DIRECTIONS: Reproduce the thread on appending to an encrypted file word for word, everything from "Appending data to" down to "the example, 14)?".

DOCUMENT SEGMENT:
## start
Appending data to an encrypted file

I'd like to append data to an already encrypted file (AES, CBC-Mode, padding PKCS#7) using CryptoStream without reading and writing the whole file.
Example:
Old Content: "Hello world..."
New Content: "Hello world, with appended text"
Of course I would have to read individual blocks of data and append then to a already present block. In the above mentioned example I would have to read the number of bytes present in the first block (14 bytes) and append two bytes to the first block, then writing the rest of the appended text
"Hello world, wi"
"th appended text"
One problem I am facing is that I am unable to read the number of bytes in a data block. Is there a way to find out the number of bytes present (in the example, 14)?
Additionally I am stuck since the CryptoStreamMode only has members for Read and Write, but no Update.
Is there a way to accomplish my desired functionality using CryptoStream?

It is a little complex, but not too much. Note that this is for CBC mode + PKCS#7!
Three methods: WriteStringToFile will create a new file, AppendStringToFile will append to an already encrypted file (works as WriteStringToFile if the file is missing/empty), ReadStringFromFile will read from the file.
public static void WriteStringToFile(string fileName, string plainText, byte[] key, byte[] iv)
{
using (Rijndael algo = Rijndael.Create())
{
algo.Key = key;
algo.IV = iv;
algo.Mode = CipherMode.CBC;
algo.Padding = PaddingMode.PKCS7;
// Create the streams used for encryption.
using (FileStream file = new FileStream(fileName, FileMode.Create, FileAccess.Write))
// Create an encryptor to perform the stream transform.
using (ICryptoTransform encryptor = algo.CreateEncryptor())
using (CryptoStream cs = new CryptoStream(file, encryptor, CryptoStreamMode.Write))
using (StreamWriter sw = new StreamWriter(cs))
{
// Write all data to the stream.
sw.Write(plainText);
}
}
}
public static void AppendStringToFile(string fileName, string plainText, byte[] key, byte[] iv)
{
using (Rijndael algo = Rijndael.Create())
{
algo.Key = key;
// The IV is set below
algo.Mode = CipherMode.CBC;
algo.Padding = PaddingMode.PKCS7;
// Create the streams used for encryption.
using (FileStream file = new FileStream(fileName, FileMode.OpenOrCreate, FileAccess.ReadWrite))
{
byte[] previous = null;
int previousLength = 0;
long length = file.Length;
// No check is done that the file is correct!
if (length != 0)
{
// The IV length is equal to the block length
byte[] block = new byte[iv.Length];
if (length >= iv.Length * 2)
{
// At least 2 blocks, take the penultimate block
// as the IV
file.Position = length - iv.Length * 2;
file.Read(block, 0, block.Length);
algo.IV = block;
}
else
{
// A single block present, use the IV given
file.Position = length - iv.Length;
algo.IV = iv;
}
// Read the last block
file.Read(block, 0, block.Length);
// And reposition at the beginning of the last block
file.Position = length - iv.Length;
// We use a MemoryStream because the CryptoStream
// will close the Stream at the end
using (var ms = new MemoryStream(block))
## end
Dataset excerpt:
## start
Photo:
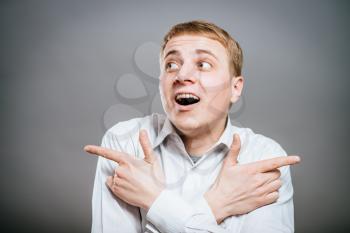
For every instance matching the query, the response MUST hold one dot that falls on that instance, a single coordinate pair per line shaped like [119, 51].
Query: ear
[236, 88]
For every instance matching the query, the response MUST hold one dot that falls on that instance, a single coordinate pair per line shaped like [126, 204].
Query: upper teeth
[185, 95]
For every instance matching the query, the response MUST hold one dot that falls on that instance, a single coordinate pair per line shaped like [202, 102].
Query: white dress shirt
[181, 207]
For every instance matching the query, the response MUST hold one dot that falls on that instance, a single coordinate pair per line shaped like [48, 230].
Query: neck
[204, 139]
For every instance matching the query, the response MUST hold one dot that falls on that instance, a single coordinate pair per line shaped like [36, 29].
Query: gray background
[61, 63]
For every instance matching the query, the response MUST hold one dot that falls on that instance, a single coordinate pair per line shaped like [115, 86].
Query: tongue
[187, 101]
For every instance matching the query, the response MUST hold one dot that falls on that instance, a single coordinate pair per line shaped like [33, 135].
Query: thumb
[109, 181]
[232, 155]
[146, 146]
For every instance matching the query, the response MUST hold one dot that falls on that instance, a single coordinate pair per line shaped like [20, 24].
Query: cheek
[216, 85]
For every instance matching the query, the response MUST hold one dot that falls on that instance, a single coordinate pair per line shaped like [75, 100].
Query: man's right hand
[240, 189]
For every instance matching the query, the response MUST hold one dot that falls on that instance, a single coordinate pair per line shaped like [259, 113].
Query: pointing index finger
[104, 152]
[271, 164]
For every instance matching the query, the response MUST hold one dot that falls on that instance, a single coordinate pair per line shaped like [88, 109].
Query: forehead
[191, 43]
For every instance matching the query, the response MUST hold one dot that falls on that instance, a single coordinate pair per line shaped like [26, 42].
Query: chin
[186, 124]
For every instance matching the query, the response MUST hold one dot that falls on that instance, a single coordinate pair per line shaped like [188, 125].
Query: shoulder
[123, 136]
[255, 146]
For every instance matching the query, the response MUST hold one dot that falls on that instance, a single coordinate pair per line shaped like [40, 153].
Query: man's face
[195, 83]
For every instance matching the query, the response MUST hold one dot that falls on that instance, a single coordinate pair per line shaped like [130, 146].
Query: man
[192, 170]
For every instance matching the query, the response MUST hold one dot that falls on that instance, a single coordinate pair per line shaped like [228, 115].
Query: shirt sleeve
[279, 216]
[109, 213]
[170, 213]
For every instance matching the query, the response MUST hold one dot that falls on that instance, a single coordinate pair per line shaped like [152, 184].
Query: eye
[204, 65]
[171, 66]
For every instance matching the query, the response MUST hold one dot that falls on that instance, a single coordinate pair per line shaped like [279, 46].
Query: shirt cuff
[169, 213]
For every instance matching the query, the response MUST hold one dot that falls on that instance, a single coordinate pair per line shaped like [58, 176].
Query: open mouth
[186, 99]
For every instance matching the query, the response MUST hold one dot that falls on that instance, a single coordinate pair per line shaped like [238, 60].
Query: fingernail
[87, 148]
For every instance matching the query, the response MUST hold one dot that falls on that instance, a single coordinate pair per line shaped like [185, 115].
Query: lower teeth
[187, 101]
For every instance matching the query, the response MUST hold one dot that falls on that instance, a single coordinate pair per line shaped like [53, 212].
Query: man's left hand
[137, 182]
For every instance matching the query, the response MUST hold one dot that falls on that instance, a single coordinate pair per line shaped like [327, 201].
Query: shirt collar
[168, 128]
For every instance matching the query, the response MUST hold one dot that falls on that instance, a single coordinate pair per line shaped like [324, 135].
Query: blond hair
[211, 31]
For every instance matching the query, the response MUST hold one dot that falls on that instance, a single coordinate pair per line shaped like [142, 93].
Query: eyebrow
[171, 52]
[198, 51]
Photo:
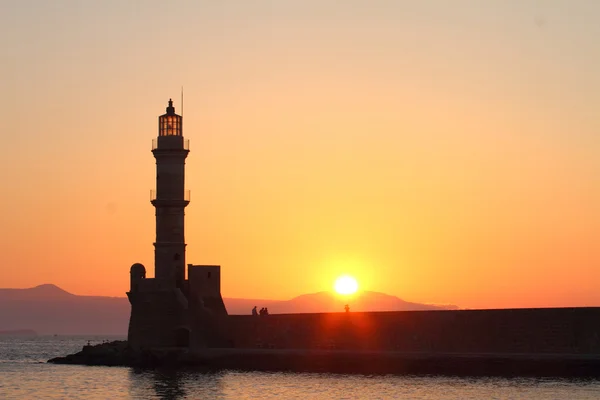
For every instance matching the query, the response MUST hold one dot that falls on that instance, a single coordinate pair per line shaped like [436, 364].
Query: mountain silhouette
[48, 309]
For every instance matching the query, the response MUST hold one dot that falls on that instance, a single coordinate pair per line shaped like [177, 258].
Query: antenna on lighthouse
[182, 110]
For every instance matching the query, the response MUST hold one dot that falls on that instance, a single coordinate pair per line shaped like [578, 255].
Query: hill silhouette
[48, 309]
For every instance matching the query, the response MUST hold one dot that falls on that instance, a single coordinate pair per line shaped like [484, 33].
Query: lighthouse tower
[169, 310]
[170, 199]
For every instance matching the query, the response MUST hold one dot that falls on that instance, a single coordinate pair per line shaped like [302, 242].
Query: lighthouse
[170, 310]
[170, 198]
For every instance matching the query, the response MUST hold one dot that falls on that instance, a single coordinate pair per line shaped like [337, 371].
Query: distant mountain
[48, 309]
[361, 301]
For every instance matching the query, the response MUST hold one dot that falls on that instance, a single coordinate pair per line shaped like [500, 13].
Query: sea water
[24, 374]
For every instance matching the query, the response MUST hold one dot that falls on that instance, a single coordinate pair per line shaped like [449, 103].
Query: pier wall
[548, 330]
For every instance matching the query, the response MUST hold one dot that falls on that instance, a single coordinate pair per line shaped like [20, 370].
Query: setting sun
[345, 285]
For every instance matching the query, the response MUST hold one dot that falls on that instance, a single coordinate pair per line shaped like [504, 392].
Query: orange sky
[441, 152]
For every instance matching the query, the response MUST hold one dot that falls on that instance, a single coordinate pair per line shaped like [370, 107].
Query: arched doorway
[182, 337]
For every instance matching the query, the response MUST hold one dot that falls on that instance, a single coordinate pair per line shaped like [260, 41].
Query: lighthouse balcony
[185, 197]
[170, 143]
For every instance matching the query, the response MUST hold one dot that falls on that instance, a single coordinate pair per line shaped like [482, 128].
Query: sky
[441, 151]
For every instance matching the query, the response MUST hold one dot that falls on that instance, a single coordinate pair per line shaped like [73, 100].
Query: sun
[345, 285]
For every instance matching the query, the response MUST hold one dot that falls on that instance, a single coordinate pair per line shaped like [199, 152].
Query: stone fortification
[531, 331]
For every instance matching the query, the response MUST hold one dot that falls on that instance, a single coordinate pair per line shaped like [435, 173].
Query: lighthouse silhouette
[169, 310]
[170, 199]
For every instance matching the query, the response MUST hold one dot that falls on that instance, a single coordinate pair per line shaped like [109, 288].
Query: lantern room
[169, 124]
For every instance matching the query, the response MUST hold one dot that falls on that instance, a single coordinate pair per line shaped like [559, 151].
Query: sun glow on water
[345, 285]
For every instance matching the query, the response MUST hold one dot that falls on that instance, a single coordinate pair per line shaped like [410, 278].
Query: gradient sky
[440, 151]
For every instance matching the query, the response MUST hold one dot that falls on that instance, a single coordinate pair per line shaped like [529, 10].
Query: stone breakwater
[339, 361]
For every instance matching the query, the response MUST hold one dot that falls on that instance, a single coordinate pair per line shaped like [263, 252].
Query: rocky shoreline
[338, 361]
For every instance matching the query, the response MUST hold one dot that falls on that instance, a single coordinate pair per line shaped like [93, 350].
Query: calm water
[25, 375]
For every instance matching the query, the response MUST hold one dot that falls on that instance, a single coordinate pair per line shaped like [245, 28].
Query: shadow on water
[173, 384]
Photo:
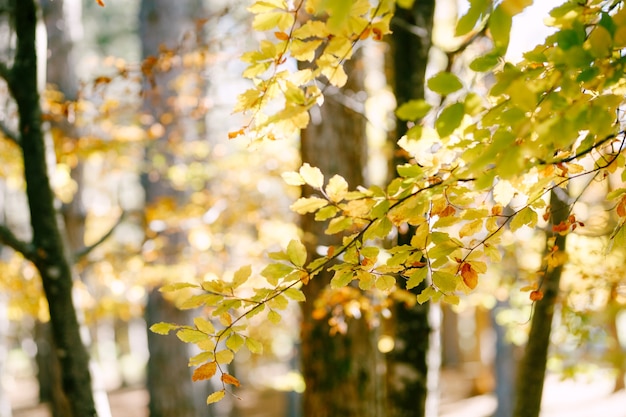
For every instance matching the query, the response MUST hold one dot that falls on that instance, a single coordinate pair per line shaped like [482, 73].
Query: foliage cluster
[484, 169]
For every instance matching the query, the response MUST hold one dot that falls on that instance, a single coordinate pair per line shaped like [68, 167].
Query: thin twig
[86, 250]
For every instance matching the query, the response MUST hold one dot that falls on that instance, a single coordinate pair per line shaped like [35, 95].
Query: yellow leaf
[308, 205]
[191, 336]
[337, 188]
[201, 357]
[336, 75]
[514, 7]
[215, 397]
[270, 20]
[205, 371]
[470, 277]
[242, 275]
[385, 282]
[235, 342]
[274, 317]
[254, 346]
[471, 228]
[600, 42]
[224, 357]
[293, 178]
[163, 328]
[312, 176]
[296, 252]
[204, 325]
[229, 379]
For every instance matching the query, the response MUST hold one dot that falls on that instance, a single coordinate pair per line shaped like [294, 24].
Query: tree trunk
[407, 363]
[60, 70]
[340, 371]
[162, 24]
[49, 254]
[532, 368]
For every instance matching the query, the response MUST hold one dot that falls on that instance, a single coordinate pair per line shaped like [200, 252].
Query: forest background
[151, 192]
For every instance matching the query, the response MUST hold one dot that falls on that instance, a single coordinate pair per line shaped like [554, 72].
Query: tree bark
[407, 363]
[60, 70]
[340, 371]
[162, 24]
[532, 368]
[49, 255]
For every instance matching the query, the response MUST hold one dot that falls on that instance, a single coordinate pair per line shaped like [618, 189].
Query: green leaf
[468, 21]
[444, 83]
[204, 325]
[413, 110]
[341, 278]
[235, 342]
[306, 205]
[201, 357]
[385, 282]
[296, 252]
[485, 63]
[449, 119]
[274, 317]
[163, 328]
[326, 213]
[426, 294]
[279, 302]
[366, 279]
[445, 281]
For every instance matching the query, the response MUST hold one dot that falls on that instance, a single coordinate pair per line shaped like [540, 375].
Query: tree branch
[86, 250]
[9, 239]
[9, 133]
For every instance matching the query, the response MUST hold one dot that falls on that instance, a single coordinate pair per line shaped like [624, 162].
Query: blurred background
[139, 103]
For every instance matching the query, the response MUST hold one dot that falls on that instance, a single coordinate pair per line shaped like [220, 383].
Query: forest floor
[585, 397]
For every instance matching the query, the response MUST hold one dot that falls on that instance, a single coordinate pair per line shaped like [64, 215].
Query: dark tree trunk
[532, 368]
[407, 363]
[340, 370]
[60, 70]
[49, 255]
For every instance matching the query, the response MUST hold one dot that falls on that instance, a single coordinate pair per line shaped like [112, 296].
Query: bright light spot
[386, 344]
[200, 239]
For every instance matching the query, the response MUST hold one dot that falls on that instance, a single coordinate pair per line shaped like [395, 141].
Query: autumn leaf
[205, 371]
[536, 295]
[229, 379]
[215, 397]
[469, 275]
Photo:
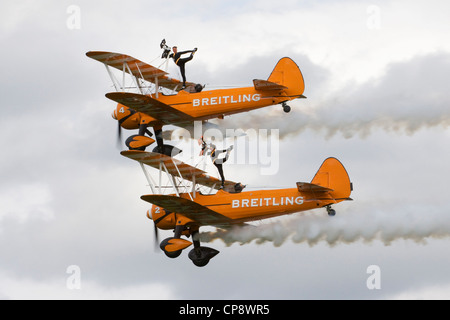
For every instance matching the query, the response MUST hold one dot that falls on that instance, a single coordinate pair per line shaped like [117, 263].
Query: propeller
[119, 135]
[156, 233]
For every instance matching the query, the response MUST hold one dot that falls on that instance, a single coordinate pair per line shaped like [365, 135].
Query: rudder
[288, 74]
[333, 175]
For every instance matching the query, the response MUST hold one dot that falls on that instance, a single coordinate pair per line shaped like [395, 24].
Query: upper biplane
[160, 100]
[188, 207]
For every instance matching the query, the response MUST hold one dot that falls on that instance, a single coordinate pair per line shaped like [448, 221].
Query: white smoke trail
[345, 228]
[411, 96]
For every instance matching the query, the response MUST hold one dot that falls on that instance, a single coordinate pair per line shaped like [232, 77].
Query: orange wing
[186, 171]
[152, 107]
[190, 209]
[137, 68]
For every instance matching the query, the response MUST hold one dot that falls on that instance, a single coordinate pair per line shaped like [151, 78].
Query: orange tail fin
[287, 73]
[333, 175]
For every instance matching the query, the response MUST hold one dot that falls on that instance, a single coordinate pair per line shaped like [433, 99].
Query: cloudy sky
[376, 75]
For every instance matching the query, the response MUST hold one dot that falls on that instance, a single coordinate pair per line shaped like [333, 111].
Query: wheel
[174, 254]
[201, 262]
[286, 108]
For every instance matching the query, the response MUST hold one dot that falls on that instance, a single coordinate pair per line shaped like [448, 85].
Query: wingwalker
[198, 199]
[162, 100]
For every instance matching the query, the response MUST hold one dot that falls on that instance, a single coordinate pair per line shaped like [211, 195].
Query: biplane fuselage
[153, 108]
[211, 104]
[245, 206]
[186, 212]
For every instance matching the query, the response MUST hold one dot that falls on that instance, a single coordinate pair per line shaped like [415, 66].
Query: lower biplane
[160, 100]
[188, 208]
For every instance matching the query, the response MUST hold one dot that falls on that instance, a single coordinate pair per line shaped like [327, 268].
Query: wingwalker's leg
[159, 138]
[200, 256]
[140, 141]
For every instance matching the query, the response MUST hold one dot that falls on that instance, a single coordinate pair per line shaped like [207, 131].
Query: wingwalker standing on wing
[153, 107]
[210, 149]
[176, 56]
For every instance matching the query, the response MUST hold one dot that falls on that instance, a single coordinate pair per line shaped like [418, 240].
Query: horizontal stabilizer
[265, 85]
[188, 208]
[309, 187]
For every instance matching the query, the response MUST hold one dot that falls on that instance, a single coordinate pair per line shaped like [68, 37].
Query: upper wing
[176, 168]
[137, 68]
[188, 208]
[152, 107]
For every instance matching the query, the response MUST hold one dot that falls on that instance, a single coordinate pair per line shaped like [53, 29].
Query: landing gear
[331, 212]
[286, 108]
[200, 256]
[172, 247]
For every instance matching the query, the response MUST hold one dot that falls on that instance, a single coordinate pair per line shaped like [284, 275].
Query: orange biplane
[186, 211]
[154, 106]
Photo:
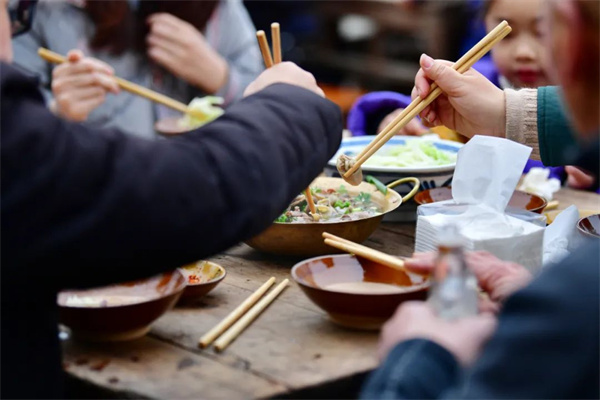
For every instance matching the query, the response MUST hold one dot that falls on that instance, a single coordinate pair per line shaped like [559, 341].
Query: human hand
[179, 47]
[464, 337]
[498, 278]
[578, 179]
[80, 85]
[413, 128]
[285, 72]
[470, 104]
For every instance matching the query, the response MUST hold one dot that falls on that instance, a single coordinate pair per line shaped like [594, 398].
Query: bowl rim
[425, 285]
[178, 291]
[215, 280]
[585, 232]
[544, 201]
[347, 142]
## end
REPLY TO THE TASK:
Appending data to an encrypted file

I'd like to append data to an already encrypted file (AES, CBC-Mode, padding PKCS#7) using CryptoStream without reading and writing the whole file.
Example:
Old Content: "Hello world..."
New Content: "Hello world, with appended text"
Of course I would have to read individual blocks of data and append then to a already present block. In the above mentioned example I would have to read the number of bytes present in the first block (14 bytes) and append two bytes to the first block, then writing the rest of the appended text
"Hello world, wi"
"th appended text"
One problem I am facing is that I am unable to read the number of bytes in a data block. Is there a way to find out the number of bytes present (in the example, 14)?